** VOCI **
------

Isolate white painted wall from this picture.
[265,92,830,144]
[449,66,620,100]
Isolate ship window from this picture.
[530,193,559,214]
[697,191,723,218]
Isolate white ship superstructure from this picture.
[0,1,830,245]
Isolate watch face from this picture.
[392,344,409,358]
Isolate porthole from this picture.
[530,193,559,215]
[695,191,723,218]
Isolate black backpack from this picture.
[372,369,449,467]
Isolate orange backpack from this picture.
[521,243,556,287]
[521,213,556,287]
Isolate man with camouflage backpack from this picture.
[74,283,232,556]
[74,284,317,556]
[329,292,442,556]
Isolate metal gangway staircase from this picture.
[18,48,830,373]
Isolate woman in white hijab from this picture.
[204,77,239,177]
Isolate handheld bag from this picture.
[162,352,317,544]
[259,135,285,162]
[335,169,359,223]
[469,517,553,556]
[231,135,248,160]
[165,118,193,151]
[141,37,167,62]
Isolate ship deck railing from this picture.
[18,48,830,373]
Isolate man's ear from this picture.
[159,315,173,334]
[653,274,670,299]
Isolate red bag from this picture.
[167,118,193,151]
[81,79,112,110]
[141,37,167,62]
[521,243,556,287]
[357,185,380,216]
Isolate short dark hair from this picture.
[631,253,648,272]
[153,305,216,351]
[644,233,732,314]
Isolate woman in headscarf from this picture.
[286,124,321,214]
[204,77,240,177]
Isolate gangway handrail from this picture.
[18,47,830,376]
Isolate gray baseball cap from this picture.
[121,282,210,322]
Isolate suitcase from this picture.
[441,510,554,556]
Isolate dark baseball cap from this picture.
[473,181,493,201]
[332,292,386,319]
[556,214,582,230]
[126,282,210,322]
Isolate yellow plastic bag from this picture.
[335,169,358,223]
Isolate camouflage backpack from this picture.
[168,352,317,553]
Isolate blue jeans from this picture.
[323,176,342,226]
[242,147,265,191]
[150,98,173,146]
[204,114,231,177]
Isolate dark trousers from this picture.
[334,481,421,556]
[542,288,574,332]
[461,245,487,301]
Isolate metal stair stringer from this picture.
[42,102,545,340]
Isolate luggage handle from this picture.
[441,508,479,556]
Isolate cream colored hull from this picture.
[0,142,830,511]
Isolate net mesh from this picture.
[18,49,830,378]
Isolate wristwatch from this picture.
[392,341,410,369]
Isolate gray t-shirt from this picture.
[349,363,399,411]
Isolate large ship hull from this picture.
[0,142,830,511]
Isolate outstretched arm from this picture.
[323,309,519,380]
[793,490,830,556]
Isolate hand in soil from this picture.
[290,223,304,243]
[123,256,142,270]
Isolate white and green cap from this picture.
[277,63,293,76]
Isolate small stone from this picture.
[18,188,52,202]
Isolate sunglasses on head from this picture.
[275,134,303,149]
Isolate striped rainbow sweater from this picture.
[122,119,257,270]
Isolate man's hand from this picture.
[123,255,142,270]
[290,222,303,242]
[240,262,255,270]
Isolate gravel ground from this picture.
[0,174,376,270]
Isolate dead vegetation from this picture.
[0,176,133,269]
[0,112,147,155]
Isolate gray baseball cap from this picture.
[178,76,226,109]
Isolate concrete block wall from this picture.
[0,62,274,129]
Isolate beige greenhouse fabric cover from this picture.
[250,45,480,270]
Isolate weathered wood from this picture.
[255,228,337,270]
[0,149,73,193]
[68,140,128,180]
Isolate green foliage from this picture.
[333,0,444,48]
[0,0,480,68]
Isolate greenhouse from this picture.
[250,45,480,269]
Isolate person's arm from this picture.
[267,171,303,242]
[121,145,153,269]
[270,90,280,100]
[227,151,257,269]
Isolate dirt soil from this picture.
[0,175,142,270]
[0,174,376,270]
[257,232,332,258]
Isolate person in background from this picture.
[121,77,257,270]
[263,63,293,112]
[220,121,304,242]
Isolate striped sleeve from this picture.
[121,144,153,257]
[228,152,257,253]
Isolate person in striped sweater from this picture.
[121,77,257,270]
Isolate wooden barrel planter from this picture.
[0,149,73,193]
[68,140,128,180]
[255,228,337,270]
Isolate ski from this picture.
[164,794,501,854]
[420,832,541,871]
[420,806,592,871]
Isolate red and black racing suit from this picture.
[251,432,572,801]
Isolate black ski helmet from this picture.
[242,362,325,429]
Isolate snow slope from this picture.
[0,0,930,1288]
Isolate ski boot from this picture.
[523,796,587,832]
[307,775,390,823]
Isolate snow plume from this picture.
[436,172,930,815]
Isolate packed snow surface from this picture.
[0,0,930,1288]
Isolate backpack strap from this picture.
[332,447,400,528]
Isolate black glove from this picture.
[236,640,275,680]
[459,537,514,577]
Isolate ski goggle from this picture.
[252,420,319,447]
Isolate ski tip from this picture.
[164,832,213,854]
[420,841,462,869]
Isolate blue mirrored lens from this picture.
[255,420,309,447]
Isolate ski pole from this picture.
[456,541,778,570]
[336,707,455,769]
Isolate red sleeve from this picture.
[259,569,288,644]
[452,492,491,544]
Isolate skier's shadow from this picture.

------

** COSA SERVE **
Estrai tutte le voci riportate sopra e ricopiale riga per riga senza alcuna modifica.

** SOLUZIONE **
Isolate white painted wall from this picture.
[265,92,830,144]
[449,66,620,100]
Isolate ship window from this picture.
[530,193,559,214]
[697,191,723,218]
Isolate white ship superstructure from this picture.
[0,1,830,245]
Isolate watch face from this picture.
[392,344,409,358]
Isolate porthole from this picture.
[530,193,559,215]
[695,191,723,218]
Isolate black backpack from this picture.
[372,369,449,467]
Isolate orange backpack from this picture.
[521,243,556,287]
[521,213,556,287]
Isolate man with camouflage backpack from this picture.
[74,283,232,556]
[74,284,317,556]
[329,292,442,556]
Isolate metal gangway staircase from this picture.
[18,48,830,373]
Isolate woman in white hijab from this picture.
[204,77,239,177]
Isolate handheld bag from this picture.
[162,352,317,544]
[259,135,285,162]
[335,169,359,223]
[469,517,553,556]
[231,135,248,160]
[165,118,193,151]
[141,37,167,62]
Isolate ship deck railing from this picture.
[18,48,830,373]
Isolate man's ear from this picture.
[159,315,173,334]
[653,274,670,299]
Isolate red bag from this picture.
[167,118,193,151]
[81,79,112,110]
[141,37,167,62]
[521,243,556,287]
[357,185,380,216]
Isolate short dark hair from this picture.
[631,253,648,272]
[153,305,216,351]
[644,233,732,314]
Isolate woman in headscarf from this picture.
[286,124,321,214]
[204,77,240,177]
Isolate gangway handrail from this picture.
[18,47,830,376]
Isolate gray baseball cap from this picture.
[121,282,210,322]
Isolate suitcase from this picture.
[441,510,554,556]
Isolate dark baseball cap from this picture.
[473,181,493,201]
[332,292,386,319]
[556,214,582,230]
[126,282,210,322]
Isolate yellow plastic bag from this picture.
[335,169,358,223]
Isolate camouflage backpack from this picture.
[168,352,317,553]
Isolate blue jeans from this picture.
[323,176,342,226]
[242,147,265,191]
[150,98,173,146]
[204,114,231,177]
Isolate dark trousers from this picture.
[334,481,421,556]
[542,288,574,332]
[461,245,487,301]
Isolate metal stair stringer from this picture.
[42,102,545,340]
Isolate luggage handle from this picture.
[441,508,479,556]
Isolate cream colored hull from this picture.
[0,142,830,511]
Isolate net mesh from this picture.
[18,49,830,378]
Isolate wristwatch from this picture.
[392,341,410,369]
Isolate gray t-shirt from this picture.
[349,363,399,411]
Isolate large ship hull from this picture.
[0,142,830,511]
Isolate outstretched arm from this picture.
[323,309,519,380]
[793,490,830,556]
Isolate hand in soil from this picture.
[290,223,304,243]
[123,256,142,270]
Isolate white and green cap from this picture.
[277,63,293,76]
Isolate small stone from this picture.
[18,188,52,202]
Isolate sunglasses on head from this picture.
[275,134,303,149]
Isolate striped rainbow sweater from this picture.
[122,119,257,270]
Isolate man's hand from this picture.
[123,255,142,270]
[290,222,303,242]
[240,262,255,270]
Isolate gravel ground from this picture.
[0,174,376,270]
Isolate dead vegetation from this picture.
[0,176,133,269]
[0,112,147,155]
Isolate gray baseball cap from this picture.
[178,76,226,109]
Isolate concrete block wall from this picture.
[0,62,274,129]
Isolate beige greenhouse fabric cover from this picture.
[250,45,480,270]
Isolate weathered wood from this picture.
[255,228,337,270]
[0,149,73,193]
[68,140,128,180]
Isolate green foliage from this picture.
[333,0,444,48]
[0,0,480,68]
Isolate greenhouse from this picture.
[250,45,480,269]
Isolate person's arm from this picture.
[267,171,303,242]
[121,145,153,269]
[270,90,280,100]
[227,151,257,269]
Isolate dirt soil from this picture.
[0,175,142,270]
[0,174,376,270]
[257,232,332,258]
Isolate person in background from this picture.
[121,77,257,270]
[263,63,293,112]
[220,121,304,242]
Isolate striped sleeve from this picture.
[121,144,153,257]
[228,152,257,253]
Isolate person in striped sweater from this picture.
[121,77,257,270]
Isolate wooden barrel planter from this picture.
[0,149,73,193]
[68,140,128,180]
[255,228,337,270]
Isolate ski from this picture.
[164,794,501,854]
[420,832,541,871]
[420,806,592,871]
Isolate red and black racing suit from this picture.
[251,432,572,801]
Isolate black ski helmet from this picture.
[242,362,325,429]
Isolate snow slope from this picture.
[0,0,930,1288]
Isolate ski boot from this picture.
[523,796,587,832]
[307,775,390,823]
Isolate snow plume from this picture.
[436,172,930,815]
Isolate packed snow surface from this picture.
[0,0,930,1288]
Isolate backpack strap from this picture.
[332,447,400,528]
Isolate black glove from this picture.
[236,640,275,680]
[459,537,514,577]
Isolate ski goggle from this picture.
[252,420,319,447]
Isolate ski tip from this picture.
[164,832,213,854]
[420,841,462,869]
Isolate blue mirrored lens from this picture.
[255,420,309,447]
Isolate ski pole from this picture.
[456,541,778,570]
[336,707,455,769]
Isolate red sleeve from this picture.
[259,569,288,644]
[452,492,491,544]
Isolate skier's shadow from this picture.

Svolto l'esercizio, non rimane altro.